===== SELECTED PASSAGE =====

My SIL gave me an azalea bonsai “kit” for my birthday. Something went horribly wrong and I ended up with five. I’ve got them all potted up. They’re spending the middle of the day outside (I have a deer problem at dawn and dusk). As you note, lots of watering. They all look pretty rough but it’s the wrong time of year to start shaping. I’m just focusing on plant health through summer and not worrying about shape.

Just what I need - another hobby.

2 Likes

@Auspicious, Happy birthday! Gardening in general requires patience and faith, among other virtues, but bonsai seems to take it to a whole new level!

1 Like

I think bonsai is much like crossing oceans. “Skipper - what’s our plan?” “Well, it’s Sunday - based on the weather forecast we’ll tack late Tuesday or early Wednesday.” Bonsai is much the same. “Hmm. This needs a trim - perhaps in a couple of months, three at the most.”

I think the closest cooking comes are techniques like smoking or fermenting. Perhaps my two-day chili. grin

1 Like

Haha, just told H that please don’t gift me a bonsai… last time I told him the similar thing about orchid, he forgot and got me 1 (I had one before and it died.). I ended up developing a passion for it and have more than 20 now.

2 Likes

My workplace gave me an orchid a few years ago, and I had no hope, since I am particularly bad with houseplants, and Orchids were not the exception. Turns out it re-bloomed after I abandoned the office it lived in! I might try to keep it alive.

1 Like

Most of my orchids, I leave them outdoors in the shade in summer, keep them in the house in winter and early spring. They are happy enough to rebloom each year

2 Likes

Elephant manure.

The Houston Zoo would back up a dump truck and unload so to speak. It was serve yourself.

I used it as a starter but didn’t touch the pile for a year, it’s some potent stuff that came off the truck with steam coming off it.

1 Like

Bloomed again!

I needed an excuse to share these sweet peas.

4 Likes

Had to share my husband’s beautiful photo of the old dogwood in our yard.

Golden moments like this one are fleeting.

4 Likes

Dogwoods always remind me of my mom. I didn’t appreciate it at the time, but she tried so hard to make it work.
Happy mother’s day!

3 Likes

Oh, I’m glad this thread has popped up. And speaking of dogwoods, ours blooms gorgeous white every May/June. This sunset picture always makes me think of Thomas Kincaid and his cottages and english garden paintings. We made a lot of trips to Carmel historically, and he’s like their mascot. There must be 10 galleries dedicated to his work. I can’t take credit for this tree though. It was here when we bought the house and we haven’t done a thing to or for it.

3 Likes

Dogwoods are lovely trees. We’re lucky that Flowering Dogwoods (Cornus florida) are native here and the property is filled with them. I like it when the leaves turn red in the fall, along with lots of red berries. The wood is extremely hard.

2 Likes

We are heading to the Monterey Bay aquarium later this month. Getting tickets was like getting tickets to Hamilton.

@Sasha and @bogman, I know I should remember, but where are you? I think @bogman is in a part of the US south that freezes. I want to be able to remember why I can look forward to gardening somewhere else when I move for retirement,

1 Like

Bellingham, WA. For the past dozen years.

1 Like
“Food is a pretty good prism through which to view humanity.”

===== ENTRIES =====

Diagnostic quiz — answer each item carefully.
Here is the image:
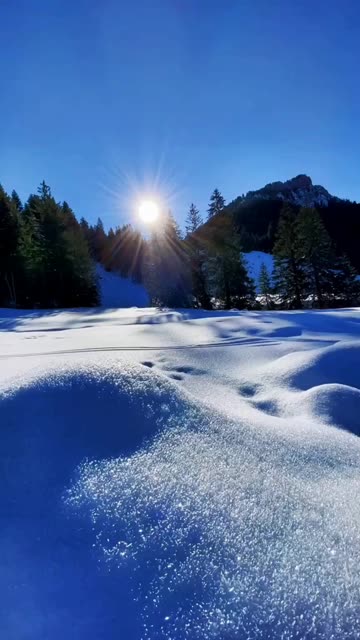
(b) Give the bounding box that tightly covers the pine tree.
[144,211,191,307]
[0,185,20,306]
[296,208,334,307]
[185,203,212,309]
[185,202,203,236]
[208,215,255,309]
[331,255,360,307]
[259,262,273,309]
[11,189,23,213]
[208,189,225,219]
[274,204,306,309]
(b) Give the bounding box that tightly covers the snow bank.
[0,309,360,640]
[96,264,149,309]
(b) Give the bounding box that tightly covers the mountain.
[201,175,360,273]
[246,174,338,207]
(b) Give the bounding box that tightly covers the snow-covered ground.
[0,309,360,640]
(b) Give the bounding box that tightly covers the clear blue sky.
[0,0,360,226]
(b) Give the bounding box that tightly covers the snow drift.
[0,310,360,640]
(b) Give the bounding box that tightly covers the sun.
[139,200,160,224]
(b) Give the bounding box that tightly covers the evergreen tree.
[208,215,255,309]
[11,189,23,213]
[208,189,225,219]
[0,185,20,306]
[274,204,306,309]
[330,255,360,307]
[259,262,273,309]
[296,208,334,307]
[185,203,203,236]
[185,203,211,309]
[144,211,191,307]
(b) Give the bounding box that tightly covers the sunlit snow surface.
[0,309,360,640]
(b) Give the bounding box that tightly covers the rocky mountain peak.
[246,174,334,207]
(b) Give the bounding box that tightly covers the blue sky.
[0,0,360,226]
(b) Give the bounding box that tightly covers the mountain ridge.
[245,173,340,207]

=====

**WHAT THE TASK ASKS**
Summarize the gardening thread above in two sentences.

**FINISHED EXERCISE**
One poster who received an azalea bonsai kit as a birthday gift ended up with five plants and is focusing on their health through summer rather than on shaping, and another compares the slow pace of bonsai to crossing oceans. Others share stories of orchids that rebloomed, elephant manure from the Houston Zoo, sweet peas, and dogwood trees that bring to mind a mother, Thomas Kincaid paintings, and red fall leaves and berries.